Stored data entries

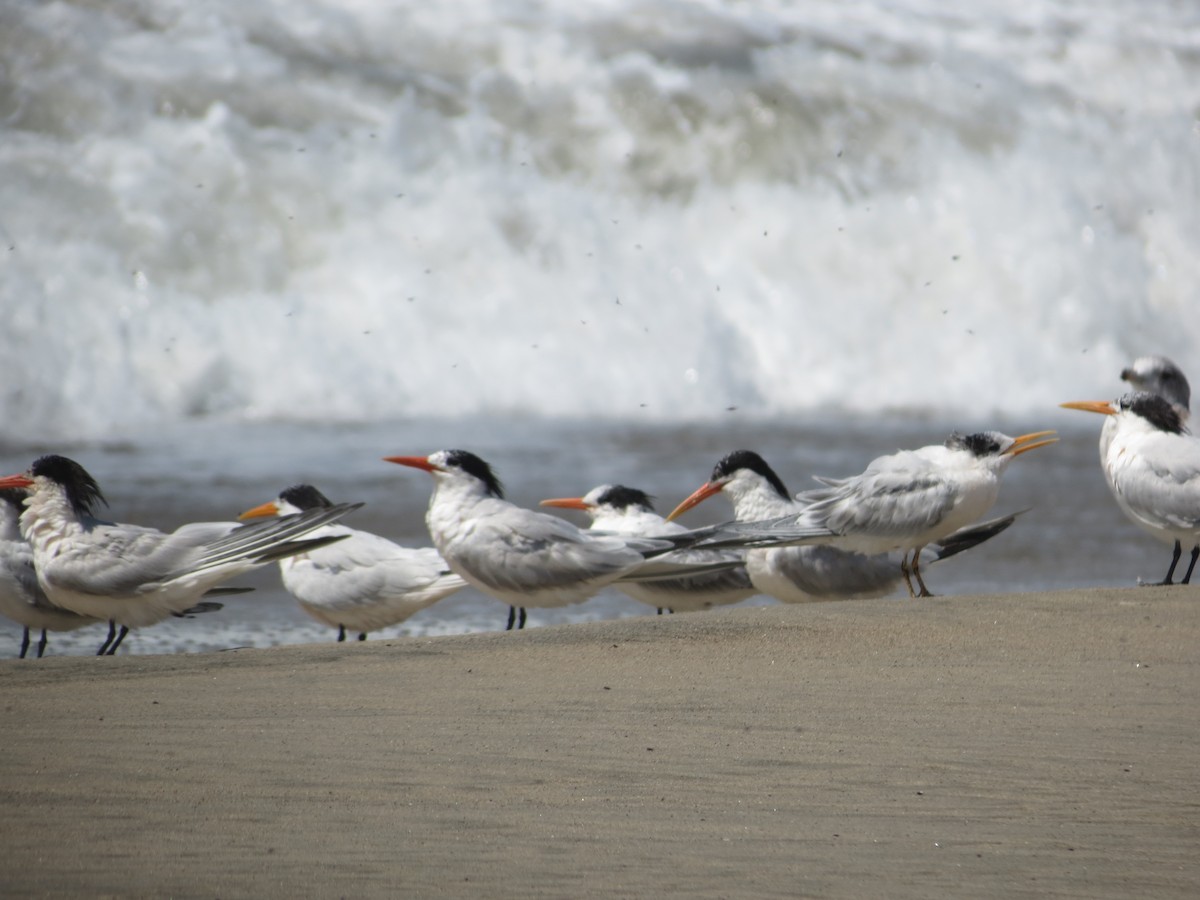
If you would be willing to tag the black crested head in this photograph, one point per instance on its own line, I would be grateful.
(305, 497)
(621, 497)
(755, 463)
(472, 465)
(1158, 375)
(1155, 409)
(982, 443)
(81, 489)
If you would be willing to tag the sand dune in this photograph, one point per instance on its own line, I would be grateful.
(989, 747)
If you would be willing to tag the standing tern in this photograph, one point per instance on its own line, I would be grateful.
(22, 598)
(522, 557)
(617, 509)
(135, 576)
(363, 582)
(809, 574)
(906, 501)
(1152, 465)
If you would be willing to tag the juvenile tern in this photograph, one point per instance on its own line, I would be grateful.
(1152, 465)
(522, 557)
(22, 598)
(617, 509)
(905, 501)
(809, 574)
(363, 582)
(135, 576)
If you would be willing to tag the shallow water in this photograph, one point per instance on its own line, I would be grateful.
(1072, 537)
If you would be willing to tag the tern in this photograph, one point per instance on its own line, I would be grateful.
(22, 598)
(1161, 376)
(1152, 465)
(363, 582)
(618, 509)
(135, 576)
(810, 574)
(905, 501)
(523, 557)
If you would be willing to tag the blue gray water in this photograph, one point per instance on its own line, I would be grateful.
(1072, 535)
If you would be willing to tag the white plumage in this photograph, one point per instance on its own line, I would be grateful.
(364, 582)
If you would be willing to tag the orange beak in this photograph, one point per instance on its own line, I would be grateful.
(565, 503)
(1091, 406)
(699, 496)
(1025, 443)
(267, 509)
(415, 462)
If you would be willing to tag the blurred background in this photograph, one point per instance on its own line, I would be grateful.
(246, 243)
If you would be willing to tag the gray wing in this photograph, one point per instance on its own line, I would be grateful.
(1164, 489)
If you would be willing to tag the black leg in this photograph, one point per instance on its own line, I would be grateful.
(112, 634)
(916, 574)
(907, 577)
(1187, 579)
(120, 636)
(1175, 561)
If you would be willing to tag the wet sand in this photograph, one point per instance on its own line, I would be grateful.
(988, 747)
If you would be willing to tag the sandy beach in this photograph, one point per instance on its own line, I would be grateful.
(985, 747)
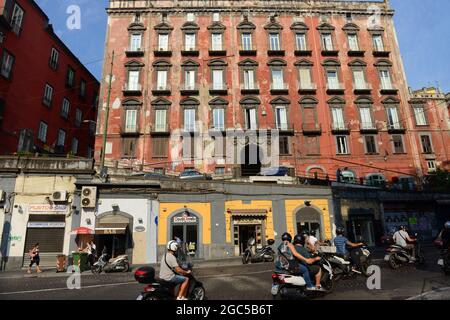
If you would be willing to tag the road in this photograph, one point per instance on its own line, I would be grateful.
(249, 282)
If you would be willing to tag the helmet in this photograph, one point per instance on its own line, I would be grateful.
(286, 237)
(172, 245)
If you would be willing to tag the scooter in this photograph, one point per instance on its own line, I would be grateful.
(254, 255)
(396, 256)
(287, 286)
(157, 289)
(119, 263)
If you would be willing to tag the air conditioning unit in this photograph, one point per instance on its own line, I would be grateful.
(88, 197)
(59, 196)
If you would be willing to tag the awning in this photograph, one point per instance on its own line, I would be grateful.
(116, 228)
(82, 230)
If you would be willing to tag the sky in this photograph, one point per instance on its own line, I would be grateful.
(423, 31)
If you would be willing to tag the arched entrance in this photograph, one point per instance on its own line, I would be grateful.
(251, 156)
(309, 219)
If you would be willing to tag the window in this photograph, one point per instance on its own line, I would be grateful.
(419, 113)
(353, 42)
(163, 42)
(371, 145)
(54, 55)
(7, 64)
(82, 88)
(189, 120)
(250, 119)
(74, 146)
(136, 42)
(70, 77)
(216, 41)
(61, 138)
(281, 118)
(397, 141)
(42, 133)
(48, 95)
(189, 41)
(425, 140)
(247, 41)
(284, 145)
(161, 120)
(274, 41)
(65, 109)
(300, 41)
(342, 146)
(131, 120)
(327, 42)
(17, 19)
(78, 117)
(338, 118)
(219, 119)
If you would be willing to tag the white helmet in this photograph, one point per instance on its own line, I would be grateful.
(172, 245)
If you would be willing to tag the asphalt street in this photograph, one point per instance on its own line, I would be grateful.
(236, 282)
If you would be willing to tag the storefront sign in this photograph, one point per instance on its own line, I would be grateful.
(46, 224)
(47, 208)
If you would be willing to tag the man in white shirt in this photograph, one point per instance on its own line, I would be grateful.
(401, 238)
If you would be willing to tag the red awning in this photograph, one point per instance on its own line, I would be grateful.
(83, 230)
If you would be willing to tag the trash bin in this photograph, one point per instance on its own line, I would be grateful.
(60, 263)
(80, 261)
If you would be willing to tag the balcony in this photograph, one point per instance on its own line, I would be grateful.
(311, 129)
(309, 88)
(362, 88)
(161, 90)
(189, 51)
(335, 88)
(189, 89)
(132, 89)
(248, 50)
(218, 89)
(162, 51)
(248, 89)
(279, 88)
(340, 128)
(381, 51)
(159, 129)
(367, 127)
(135, 52)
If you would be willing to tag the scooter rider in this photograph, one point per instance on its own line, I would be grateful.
(288, 250)
(170, 270)
(401, 237)
(300, 243)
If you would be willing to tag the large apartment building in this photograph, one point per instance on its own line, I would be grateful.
(48, 99)
(327, 76)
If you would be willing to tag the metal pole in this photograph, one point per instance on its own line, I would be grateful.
(105, 125)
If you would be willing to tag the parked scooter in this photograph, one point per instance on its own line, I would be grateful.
(119, 263)
(396, 256)
(255, 255)
(287, 286)
(158, 289)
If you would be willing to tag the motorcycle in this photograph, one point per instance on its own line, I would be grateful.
(119, 263)
(396, 256)
(158, 289)
(288, 286)
(255, 255)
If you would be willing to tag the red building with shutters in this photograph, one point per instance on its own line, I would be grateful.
(48, 99)
(322, 73)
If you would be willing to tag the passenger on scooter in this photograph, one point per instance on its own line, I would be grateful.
(401, 237)
(287, 249)
(170, 270)
(300, 242)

(PROBLEM TO SOLVE)
Every line from the one containing "If you would be willing to tag the passenger" through the last line above should be retyped exactly; no other lines are wanted.

(WRITTEN SOLUTION)
If you would be willing to tag the passenger on scooter in this photograph, one point per instance on its own line, I would be grateful.
(401, 237)
(287, 249)
(170, 270)
(300, 242)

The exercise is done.